O deputado federal pelo PCdoB/SP, ex-presidente da UNE, Aldo Rebelo, foi eleito para a presidência da Câmara dos Deputados. A disputa foi acirrada entre a base de apoio do governo Lula e dos setores conservadores capitaneados pelo PSDB-PFL. Pela primeira vez em nossa história um comunista ocupa função tão relevante no Estado. Aqui, Rebelo fala sobre os desafios da Câmara neste momento e a situação do país.

O senhor se elegeu com o compromisso de assegurar a independência da Câmara dos Deputados e de empreender uma relação harmônica deste poder com os demais poderes e, sobretudo, de recuperar a autoridade política da Casa. Como tornar realidade esses compromissos nos curso dessa acirrada luta política que rege a vida política nacional?
Aldo Rebelo — A harmonia e a independência são preceitos da Constituição, porque a Câmara dos Deputados é a casa da representação do povo, portanto, precisa de independência para o exercício da soberania da representação popular. Mas ao mesmo tempo é um poder do Estado, sendo este constituído em função dos interesses nacionais e dos interesses da população. Não há como deixar de se considerar que os poderes de Estado tenham como objetivo a busca do bem comum e é em busca dessa finalidade que se estabelece o princípio da harmonia. O fato de o Brasil ser uma sociedade plena de desigualdades e de deformações exige de quem dirige o Poder Legislativo atividade suficiente para conduzir a combinação desses princípios, preservando a sua independência quando isso corresponder aos interesses da nação e da população e buscando a harmonia quando esses interesses assim exigem.

Registros de uma fonte de dados =
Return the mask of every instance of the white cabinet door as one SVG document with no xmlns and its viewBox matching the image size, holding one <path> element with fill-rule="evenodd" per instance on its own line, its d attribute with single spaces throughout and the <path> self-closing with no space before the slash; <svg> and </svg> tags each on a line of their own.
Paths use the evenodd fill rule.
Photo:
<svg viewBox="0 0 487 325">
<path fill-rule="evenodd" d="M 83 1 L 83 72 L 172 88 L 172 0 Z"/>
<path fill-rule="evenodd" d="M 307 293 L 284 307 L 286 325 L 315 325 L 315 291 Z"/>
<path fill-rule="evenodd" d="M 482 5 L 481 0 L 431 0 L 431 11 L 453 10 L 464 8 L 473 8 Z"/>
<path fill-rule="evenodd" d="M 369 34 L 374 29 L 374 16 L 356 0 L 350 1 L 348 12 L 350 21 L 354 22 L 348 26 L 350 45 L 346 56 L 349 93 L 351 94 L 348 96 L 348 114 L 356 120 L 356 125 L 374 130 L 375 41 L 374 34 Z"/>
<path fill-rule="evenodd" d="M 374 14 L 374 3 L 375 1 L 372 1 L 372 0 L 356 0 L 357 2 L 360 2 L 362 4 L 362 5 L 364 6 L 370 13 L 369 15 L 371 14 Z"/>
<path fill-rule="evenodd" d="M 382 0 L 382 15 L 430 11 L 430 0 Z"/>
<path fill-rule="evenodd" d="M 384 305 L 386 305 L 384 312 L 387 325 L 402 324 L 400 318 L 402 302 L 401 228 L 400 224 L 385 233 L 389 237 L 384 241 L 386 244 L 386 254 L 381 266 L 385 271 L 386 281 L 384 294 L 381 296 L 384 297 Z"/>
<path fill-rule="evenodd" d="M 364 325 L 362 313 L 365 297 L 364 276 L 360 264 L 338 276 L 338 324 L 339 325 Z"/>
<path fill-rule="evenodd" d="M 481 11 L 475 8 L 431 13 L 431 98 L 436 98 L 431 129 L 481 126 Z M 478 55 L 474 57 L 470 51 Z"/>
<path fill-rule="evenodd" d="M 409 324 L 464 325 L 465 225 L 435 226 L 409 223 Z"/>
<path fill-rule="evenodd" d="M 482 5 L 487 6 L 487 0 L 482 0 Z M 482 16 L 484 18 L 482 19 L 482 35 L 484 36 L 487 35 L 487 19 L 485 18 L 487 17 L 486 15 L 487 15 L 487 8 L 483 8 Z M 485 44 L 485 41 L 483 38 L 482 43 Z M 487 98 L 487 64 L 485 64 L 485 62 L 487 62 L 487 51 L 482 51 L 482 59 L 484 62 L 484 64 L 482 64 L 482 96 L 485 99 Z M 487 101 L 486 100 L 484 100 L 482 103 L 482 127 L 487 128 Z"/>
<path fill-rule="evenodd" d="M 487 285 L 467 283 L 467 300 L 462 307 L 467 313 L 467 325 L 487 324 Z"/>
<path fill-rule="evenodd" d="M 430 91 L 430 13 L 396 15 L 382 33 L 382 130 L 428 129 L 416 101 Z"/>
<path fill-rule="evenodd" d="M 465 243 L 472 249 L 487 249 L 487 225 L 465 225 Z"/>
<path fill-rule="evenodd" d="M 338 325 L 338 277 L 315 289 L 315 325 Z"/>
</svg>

==

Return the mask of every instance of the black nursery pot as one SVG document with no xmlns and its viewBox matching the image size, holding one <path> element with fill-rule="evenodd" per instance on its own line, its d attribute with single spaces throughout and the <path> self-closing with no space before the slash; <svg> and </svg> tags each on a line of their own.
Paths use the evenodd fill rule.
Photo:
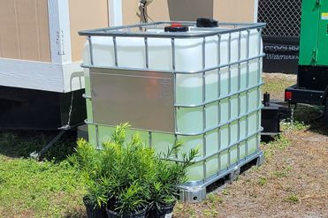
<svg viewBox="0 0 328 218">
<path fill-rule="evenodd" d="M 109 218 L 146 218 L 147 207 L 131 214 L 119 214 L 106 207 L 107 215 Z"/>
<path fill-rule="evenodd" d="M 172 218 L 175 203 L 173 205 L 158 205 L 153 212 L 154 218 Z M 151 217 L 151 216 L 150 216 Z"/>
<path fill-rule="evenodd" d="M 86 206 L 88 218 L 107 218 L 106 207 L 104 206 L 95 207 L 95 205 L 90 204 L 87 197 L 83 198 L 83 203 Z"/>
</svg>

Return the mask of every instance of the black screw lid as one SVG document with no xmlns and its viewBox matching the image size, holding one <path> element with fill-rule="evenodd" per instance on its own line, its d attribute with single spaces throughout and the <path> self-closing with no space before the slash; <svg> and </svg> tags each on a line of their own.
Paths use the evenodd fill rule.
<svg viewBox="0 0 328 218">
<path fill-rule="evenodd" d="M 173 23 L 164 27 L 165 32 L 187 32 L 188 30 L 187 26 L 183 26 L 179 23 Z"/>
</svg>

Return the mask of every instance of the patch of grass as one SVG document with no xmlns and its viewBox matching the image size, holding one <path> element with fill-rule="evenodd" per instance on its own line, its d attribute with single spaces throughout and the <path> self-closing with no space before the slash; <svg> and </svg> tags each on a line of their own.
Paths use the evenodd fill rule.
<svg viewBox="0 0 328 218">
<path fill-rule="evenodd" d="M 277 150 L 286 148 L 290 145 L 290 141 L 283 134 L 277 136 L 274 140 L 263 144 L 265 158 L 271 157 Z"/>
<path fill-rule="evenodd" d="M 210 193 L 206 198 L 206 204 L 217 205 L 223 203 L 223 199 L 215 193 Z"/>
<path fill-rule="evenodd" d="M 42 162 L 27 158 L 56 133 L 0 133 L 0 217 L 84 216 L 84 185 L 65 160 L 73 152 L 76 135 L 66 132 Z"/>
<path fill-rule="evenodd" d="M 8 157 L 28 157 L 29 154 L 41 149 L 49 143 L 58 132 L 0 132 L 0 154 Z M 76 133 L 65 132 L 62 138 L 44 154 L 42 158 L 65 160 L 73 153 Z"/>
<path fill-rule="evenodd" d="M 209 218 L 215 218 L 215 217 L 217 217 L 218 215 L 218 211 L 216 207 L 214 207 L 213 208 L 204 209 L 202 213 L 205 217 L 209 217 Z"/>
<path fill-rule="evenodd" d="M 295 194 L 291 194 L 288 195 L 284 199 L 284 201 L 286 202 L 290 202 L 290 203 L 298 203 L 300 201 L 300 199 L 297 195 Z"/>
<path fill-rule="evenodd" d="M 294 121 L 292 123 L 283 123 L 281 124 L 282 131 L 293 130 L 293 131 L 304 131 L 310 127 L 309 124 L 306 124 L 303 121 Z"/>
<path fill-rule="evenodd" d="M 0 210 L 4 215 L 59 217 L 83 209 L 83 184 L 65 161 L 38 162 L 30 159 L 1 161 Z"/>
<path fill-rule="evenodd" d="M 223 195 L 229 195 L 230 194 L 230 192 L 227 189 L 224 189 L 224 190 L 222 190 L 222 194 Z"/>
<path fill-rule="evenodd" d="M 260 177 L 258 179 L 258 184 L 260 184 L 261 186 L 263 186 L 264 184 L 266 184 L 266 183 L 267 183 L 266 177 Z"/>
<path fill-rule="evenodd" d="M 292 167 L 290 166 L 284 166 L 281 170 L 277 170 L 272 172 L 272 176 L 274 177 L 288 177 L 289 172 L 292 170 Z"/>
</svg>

==

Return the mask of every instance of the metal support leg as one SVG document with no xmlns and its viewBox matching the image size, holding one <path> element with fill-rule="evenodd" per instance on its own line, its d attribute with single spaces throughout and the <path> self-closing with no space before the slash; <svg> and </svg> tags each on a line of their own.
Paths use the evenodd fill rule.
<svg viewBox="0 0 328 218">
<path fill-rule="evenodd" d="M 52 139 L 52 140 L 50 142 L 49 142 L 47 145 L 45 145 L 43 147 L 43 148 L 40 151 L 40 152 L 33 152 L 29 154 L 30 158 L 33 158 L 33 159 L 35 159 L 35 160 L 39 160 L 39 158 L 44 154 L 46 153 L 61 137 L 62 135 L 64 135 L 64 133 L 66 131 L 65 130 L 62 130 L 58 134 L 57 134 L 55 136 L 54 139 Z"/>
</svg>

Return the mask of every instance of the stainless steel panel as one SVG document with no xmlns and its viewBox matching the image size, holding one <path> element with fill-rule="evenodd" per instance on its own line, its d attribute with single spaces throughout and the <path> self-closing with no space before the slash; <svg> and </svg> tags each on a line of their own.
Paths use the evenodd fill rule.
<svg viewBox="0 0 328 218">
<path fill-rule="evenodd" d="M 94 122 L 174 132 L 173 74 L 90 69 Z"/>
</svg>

Objetivo 1 =
Repita o trecho da entrevista com Aldo Rebelo que começa em "O senhor se" e segue até "vida política nacional?".
Objetivo 2 =
De acordo com a entrevista com Aldo Rebelo, por que a Câmara dos Deputados precisa de independência? Responda em uma a três frases.
Objetivo 3 =
Dê seguimento à entrevista com Aldo Rebelo a partir do ponto em que ela termina.

Resposta 1 =
O senhor se elegeu com o compromisso de assegurar a independência da Câmara dos Deputados e de empreender uma relação harmônica deste poder com os demais poderes e, sobretudo, de recuperar a autoridade política da Casa. Como tornar realidade esses compromissos nos curso dessa acirrada luta política que rege a vida política nacional?

Resposta 2 =
Porque a Câmara dos Deputados é a casa da representação do povo. Por isso, precisa de independência para exercer a soberania da representação popular.

Resposta 3 =
Sua eleição se deu num cruento confronto entre a oposição e as forças aliadas do governo na Câmara. Em que medida sua gestão de presidente poderá contribuir para superar a instabilidade política e conter a investida da oposição contra o governo?
Aldo Rebelo — O Brasil é um país ordinariamente instável. Quando digo ordinariamente, digo no sentido da expressão usada por Graciliano Ramos de algo normal, previsível e rotineiro. A instabilidade tem como causa os desequilíbrios do país, desequilíbrios regionais, sociais, econômicos, culturais, desigualdades, injustiças… E todas as pressões de uma sociedade desequilibrada recaem naturalmente sobre as instituições do Estado. O Executivo, o Legislativo, o Judiciário e demais instituições.
A história do Brasil é o retrato mais eloqüente dessa instabilidade, visto a olho nu, das crises institucionais sucessivas que se arrastam desde a Independência do Brasil. Basta registrar que o condutor da nossa Independência, seu ideólogo e chefe político, José Bonifácio de Andrada e Silva, foi vitorioso em 7 de setembro de 1822 e em novembro já estava fora do poder — em março do ano seguinte estava exilado. O marechal Deodoro da Fonseca liderou uma rebelião cívico-militar para destronar o imperador Pedro II, em seguida baniu a família real sem dar um único tiro, demonstração de sua autoridade na liderança daquele movimento. Eleito primeiro presidente constitucional do Brasil, durou um ano no poder e a despeito de sua grande coragem pessoal foi obrigado a renunciar, passando seu posto ao seu vice, Floriano Peixoto, que governou o restante do mandato sob guerra civil.
Getúlio Vargas, considerado por um embaixador britânico a maior raposa política do Ocidente, foi levado a dar-se um tiro no peito em agosto de 1954. Dez anos depois o presidente João Goulart foi deposto e o próprio general Geisel, o mais importante presidente do período militar, teve de enfrentar uma crise palaciana e fechar o Congresso Nacional por ter perdido uma votação no chamado Pacote de abril. O presidente Fernando Collor foi apeado do poder num processo de impedimento e o presidente Fernando Henrique Cardoso usou os meios que todos conhecem para ganhar sua reeleição.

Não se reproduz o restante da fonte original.